* Soal 1 *
Tuliskan kembali bagian tulisan tentang rasa percaya antarmanusia, mulai dari "Untuk tahu nama" sampai "itu di situ.", tanpa mengubah satu kata pun.
* Soal 2 *
Dalam tulisan tentang rasa percaya antarmanusia, apa yang akan diminta petugas loket saat check-in sebelum menumpang pesawat?
* Soal 3 *
Lanjutkan tulisan tentang rasa percaya antarmanusia, mulai setelah kalimat terakhir yang ditampilkan.

* Cuplikan Dokumen *
Tidak Percaya?
Saat kita pergi ke bank, bank manapun, untuk membuat rekening baru, pastilah KTP kita akan dipinjam. Suatu hal yang normal. Tidak ada yang aneh di situ.
Saat kita pergi check-in, sebelum menumpang sebuah pesawat, pastilah tiket kita akan diminta petugas loket. Normal. Sudah sewajarnya.
Ada banyak kegiatan di sekitar kita, di mana kita diminta entah kartu pengenal lah, atau secarik kertas berisi keterangan sesuatu yang sudah disahkan petugasnya lah. Ini hal yang sering kita jumpai, dan bukan sesuatu yang aneh bagi dunia kita saat ini.
Saya juga menganggapnya demikian. Sampai suatu ketika, saya merasa melihat sesuatu di balik itu. Saya berkesimpulan bahwa itu semua dilakukan (permintaan kartu pengenal, atau kertas keterangan apa lah itu tadi) karena pada dasarnya manusia tidak percaya pada sesamanya, dan seringkali memang manusia tidak bisa dipercaya sesamanya.
Untuk tahu nama resmi seseorang, mestinya cukup bagi seorang petugas bank untuk langsung menanyakannya pada si pemilik nama. Tapi mungkin pihak bank tidak mempercayainya, dan lebih memilih untuk percaya pada secarik kertas yang disebut KTP, untuk membaca langsung nama si pemilik kartu itu di situ.

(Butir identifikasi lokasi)
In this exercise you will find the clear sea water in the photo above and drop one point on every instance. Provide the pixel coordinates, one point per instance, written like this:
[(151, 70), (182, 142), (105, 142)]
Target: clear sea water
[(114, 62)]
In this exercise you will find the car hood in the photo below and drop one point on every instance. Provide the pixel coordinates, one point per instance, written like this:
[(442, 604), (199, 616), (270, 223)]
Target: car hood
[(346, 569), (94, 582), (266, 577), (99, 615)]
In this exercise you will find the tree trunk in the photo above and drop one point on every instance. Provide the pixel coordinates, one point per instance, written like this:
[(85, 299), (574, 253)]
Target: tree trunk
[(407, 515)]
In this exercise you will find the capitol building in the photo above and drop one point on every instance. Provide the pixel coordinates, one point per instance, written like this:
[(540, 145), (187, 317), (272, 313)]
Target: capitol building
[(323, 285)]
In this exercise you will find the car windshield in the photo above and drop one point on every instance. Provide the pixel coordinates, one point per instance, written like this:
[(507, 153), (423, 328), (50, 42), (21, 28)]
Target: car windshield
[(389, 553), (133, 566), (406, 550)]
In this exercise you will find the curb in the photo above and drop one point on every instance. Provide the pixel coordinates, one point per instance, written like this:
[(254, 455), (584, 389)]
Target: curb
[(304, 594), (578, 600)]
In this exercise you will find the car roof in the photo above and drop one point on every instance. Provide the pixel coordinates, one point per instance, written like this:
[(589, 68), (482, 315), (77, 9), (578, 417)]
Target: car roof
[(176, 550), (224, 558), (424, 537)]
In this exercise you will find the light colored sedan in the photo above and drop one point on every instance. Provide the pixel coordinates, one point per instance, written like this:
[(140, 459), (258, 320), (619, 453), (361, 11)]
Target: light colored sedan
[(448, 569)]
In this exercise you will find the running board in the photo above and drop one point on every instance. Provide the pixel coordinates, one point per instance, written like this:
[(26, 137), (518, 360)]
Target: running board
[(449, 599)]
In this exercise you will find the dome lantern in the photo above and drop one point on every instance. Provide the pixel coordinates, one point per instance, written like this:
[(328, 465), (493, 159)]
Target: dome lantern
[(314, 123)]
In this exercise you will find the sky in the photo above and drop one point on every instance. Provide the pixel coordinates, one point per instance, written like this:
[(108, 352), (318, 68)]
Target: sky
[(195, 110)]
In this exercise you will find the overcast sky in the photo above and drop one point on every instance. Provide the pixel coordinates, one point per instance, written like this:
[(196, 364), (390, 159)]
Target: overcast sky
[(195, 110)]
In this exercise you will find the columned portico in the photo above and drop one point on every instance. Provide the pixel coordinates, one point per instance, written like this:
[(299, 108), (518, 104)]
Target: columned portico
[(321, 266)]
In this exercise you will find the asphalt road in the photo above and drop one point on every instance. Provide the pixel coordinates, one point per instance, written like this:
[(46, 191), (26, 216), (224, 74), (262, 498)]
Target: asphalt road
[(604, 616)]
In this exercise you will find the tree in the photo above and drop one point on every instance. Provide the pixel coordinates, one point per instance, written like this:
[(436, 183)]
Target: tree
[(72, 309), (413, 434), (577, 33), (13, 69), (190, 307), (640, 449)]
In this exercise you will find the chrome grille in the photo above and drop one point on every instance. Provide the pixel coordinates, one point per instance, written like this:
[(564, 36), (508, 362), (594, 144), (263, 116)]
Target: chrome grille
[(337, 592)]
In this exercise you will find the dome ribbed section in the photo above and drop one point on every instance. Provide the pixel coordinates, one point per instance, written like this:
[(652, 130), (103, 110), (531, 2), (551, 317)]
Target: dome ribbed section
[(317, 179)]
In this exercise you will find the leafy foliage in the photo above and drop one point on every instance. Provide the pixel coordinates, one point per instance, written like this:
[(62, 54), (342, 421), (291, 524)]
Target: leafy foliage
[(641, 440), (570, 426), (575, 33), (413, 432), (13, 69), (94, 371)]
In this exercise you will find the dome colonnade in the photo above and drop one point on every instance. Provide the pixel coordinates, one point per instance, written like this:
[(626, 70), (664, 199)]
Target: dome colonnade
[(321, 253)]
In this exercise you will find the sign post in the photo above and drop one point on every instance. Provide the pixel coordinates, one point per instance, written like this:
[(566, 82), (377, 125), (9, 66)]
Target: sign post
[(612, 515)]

* Hasil Akhir 1 *
Untuk tahu nama resmi seseorang, mestinya cukup bagi seorang petugas bank untuk langsung menanyakannya pada si pemilik nama. Tapi mungkin pihak bank tidak mempercayainya, dan lebih memilih untuk percaya pada secarik kertas yang disebut KTP, untuk membaca langsung nama si pemilik kartu itu di situ.

* Hasil Akhir 2 *
Tiket kita.

* Hasil Akhir 3 *
Untuk tahu apakah seseorang benar telah membayar sejumlah uang untuk jasa naik pesawat untuk tujuan tertentu, mestinya petugas loket check-in cukup menanyakannya pada si calon penumpang, benarkah ia telah membayar jumlah yang dimaksud. Tapi selama ini bukan itu yang terjadi kan? Secarik tiket perlu ditunjukkan agar petugas loket percaya. Bahkan bila si calon penumpang telah membayar uang jasa perjalanan itu (bukan uang tiket, saya rasa, yang dibeli kan bukan tiketnya, tapi jasa perjalanannya), namun kehilangan tiket yang diberikan padanya, sudah merupakan hal yang biasa terjadi bila ia tidak diizinkan menaiki pesawat.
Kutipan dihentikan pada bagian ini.